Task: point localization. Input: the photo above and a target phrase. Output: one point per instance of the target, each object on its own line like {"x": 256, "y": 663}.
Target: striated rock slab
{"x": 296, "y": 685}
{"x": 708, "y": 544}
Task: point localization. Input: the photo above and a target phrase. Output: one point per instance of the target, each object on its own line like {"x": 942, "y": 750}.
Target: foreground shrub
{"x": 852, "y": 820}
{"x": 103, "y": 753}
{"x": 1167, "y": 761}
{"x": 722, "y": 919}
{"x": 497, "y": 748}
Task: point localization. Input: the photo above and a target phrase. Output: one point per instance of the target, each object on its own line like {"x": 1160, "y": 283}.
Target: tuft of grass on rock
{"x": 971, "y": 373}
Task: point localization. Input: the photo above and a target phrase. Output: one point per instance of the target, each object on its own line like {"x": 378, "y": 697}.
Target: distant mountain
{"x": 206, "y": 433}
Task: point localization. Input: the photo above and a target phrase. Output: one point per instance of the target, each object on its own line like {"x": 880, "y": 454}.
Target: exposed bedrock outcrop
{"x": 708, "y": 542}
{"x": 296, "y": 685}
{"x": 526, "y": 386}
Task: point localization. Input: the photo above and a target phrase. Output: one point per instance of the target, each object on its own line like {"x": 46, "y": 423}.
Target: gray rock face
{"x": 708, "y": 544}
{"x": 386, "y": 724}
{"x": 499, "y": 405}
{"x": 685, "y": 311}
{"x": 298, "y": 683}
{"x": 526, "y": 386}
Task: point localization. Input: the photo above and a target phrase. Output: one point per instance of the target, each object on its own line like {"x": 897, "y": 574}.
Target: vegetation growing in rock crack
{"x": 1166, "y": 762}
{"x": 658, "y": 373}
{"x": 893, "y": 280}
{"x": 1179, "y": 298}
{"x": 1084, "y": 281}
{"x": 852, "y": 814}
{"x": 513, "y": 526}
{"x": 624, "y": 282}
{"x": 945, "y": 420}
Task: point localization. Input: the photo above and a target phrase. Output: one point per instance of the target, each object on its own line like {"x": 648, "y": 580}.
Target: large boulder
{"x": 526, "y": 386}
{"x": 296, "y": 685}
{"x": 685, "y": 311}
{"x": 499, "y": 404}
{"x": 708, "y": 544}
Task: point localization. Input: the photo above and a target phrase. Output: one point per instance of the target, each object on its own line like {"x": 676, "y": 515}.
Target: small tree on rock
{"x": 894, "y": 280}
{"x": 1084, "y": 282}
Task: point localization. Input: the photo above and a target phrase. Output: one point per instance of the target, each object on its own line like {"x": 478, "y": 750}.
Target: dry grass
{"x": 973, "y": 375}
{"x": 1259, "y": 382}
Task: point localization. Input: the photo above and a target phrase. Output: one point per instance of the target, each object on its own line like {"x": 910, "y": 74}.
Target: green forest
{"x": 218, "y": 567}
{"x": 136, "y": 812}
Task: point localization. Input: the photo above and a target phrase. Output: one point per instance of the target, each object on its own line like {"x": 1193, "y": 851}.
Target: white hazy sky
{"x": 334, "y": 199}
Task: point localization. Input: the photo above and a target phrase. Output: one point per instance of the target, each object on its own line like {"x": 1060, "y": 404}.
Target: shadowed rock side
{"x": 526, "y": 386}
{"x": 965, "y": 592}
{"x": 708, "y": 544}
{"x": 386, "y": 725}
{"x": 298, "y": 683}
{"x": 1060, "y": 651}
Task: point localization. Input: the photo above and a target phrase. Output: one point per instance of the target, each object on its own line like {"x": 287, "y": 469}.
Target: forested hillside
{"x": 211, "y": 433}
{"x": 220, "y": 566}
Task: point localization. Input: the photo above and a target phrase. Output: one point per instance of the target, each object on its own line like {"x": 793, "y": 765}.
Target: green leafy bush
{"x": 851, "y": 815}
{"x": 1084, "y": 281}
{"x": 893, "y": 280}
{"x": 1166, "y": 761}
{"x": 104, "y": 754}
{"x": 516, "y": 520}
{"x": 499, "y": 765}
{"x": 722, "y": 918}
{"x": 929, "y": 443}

■ ■ ■ ■ ■

**PROBLEM:** All of the material should be copied verbatim.

**SOLUTION FOR THIS EXERCISE:**
Task: point localization. Input: the photo above and a target phrase. Output: one point per instance of the target, each object on its own line like {"x": 256, "y": 663}.
Target: striated rock slab
{"x": 296, "y": 685}
{"x": 708, "y": 544}
Task: point localization. Input: the photo above and a target phrase. Output: one point per instance of the target, each object on its own line like {"x": 942, "y": 750}.
Target: foreground shrub
{"x": 852, "y": 820}
{"x": 103, "y": 753}
{"x": 1167, "y": 761}
{"x": 722, "y": 919}
{"x": 497, "y": 748}
Task: point localization. Input: the photo above and a target phrase. Output: one point per instance of the target, each object on its own line like {"x": 1160, "y": 283}.
Target: tuft of grass on rock
{"x": 971, "y": 373}
Task: point localization. Input: the photo above and a target phrase. Output: one point per instance of the target, each object on its own line like {"x": 378, "y": 697}.
Target: distant mountain
{"x": 206, "y": 433}
Task: point localization. Input: the photo above and a target phrase. Output: one point per instance of the target, each object on its own line like {"x": 880, "y": 454}.
Target: exposed bedrock outcrop
{"x": 708, "y": 542}
{"x": 296, "y": 685}
{"x": 526, "y": 386}
Task: point localization. Input: the photo above and a target phrase. Output: one point per instance of the target, each object on its own line like {"x": 46, "y": 423}.
Target: gray rock face
{"x": 708, "y": 544}
{"x": 386, "y": 724}
{"x": 499, "y": 405}
{"x": 685, "y": 311}
{"x": 298, "y": 683}
{"x": 526, "y": 386}
Task: point localization. Input: the photo above and a target phrase. Output: one point per instance of the target, each object on its own line like {"x": 897, "y": 574}.
Target: vegetation growing in rock crack
{"x": 1166, "y": 762}
{"x": 658, "y": 373}
{"x": 893, "y": 280}
{"x": 1179, "y": 298}
{"x": 1084, "y": 281}
{"x": 852, "y": 814}
{"x": 513, "y": 526}
{"x": 624, "y": 282}
{"x": 945, "y": 420}
Task: point localization. Input: the photo above and a target phrase. Output: one point per instance of the target, each object on its own line like {"x": 648, "y": 580}.
Target: large boulder
{"x": 526, "y": 386}
{"x": 296, "y": 685}
{"x": 685, "y": 311}
{"x": 499, "y": 404}
{"x": 708, "y": 544}
Task: point localization. Input: the photo above and a target phrase. Output: one point per instance of the target, each object on its own line like {"x": 676, "y": 515}.
Target: small tree on rock
{"x": 894, "y": 280}
{"x": 1084, "y": 282}
Task: point localization. Input: the photo above and a target phrase. Output: one point per instance of the target, each object on its own line like {"x": 478, "y": 750}.
Target: dry grass
{"x": 973, "y": 375}
{"x": 1259, "y": 382}
Task: point localization. Input: the photo above and a target phrase. Output: one point per instance of the target, each object on its own line like {"x": 910, "y": 74}.
Target: green forest
{"x": 218, "y": 567}
{"x": 136, "y": 812}
Task: point localization. Input: the photo above and a target phrase. Output: one point per instance of the target, each object on its own line like {"x": 1193, "y": 851}.
Target: white hazy sky
{"x": 334, "y": 199}
Task: point localization. Input: the photo above and a target phrase. Output: one point per instance of the target, each object on its own line like {"x": 1060, "y": 404}.
Target: shadowed rock side
{"x": 526, "y": 386}
{"x": 965, "y": 592}
{"x": 708, "y": 544}
{"x": 386, "y": 725}
{"x": 298, "y": 683}
{"x": 1060, "y": 651}
Task: point localization. Input: the photo above and a target phrase. Output: one point per instance of the target, each object on its own line like {"x": 287, "y": 469}.
Target: forested hillside
{"x": 211, "y": 433}
{"x": 220, "y": 566}
Task: point localization. Input: the photo above and a target phrase. Output: one point per instance of the target, each object on its own line like {"x": 793, "y": 765}.
Target: green leafy bush
{"x": 851, "y": 815}
{"x": 1084, "y": 281}
{"x": 893, "y": 280}
{"x": 1166, "y": 761}
{"x": 104, "y": 754}
{"x": 516, "y": 520}
{"x": 499, "y": 765}
{"x": 722, "y": 918}
{"x": 929, "y": 443}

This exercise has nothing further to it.